— EXERCISE REQUIREMENTS —
Scan the records and identify every line in which the string "place" occurs, then return those lines.

— ENTRIES SHOWN —

------

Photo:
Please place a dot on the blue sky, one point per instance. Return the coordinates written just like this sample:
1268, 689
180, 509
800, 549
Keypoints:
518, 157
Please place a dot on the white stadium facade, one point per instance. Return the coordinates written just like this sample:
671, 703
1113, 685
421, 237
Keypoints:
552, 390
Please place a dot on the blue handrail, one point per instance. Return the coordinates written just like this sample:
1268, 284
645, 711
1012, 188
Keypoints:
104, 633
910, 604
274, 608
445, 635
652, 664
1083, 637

------

— SOLUTION TO THIS TASK —
Please place a dot on the blue sky, one point per instance. Return the coordinates written just like this sample:
Please place a dot on the white stadium facade, one point per instance. Return the coordinates written just like this sample:
Please place a dot on the blue handrail, one point per instance. Return the coordinates written just like this sample:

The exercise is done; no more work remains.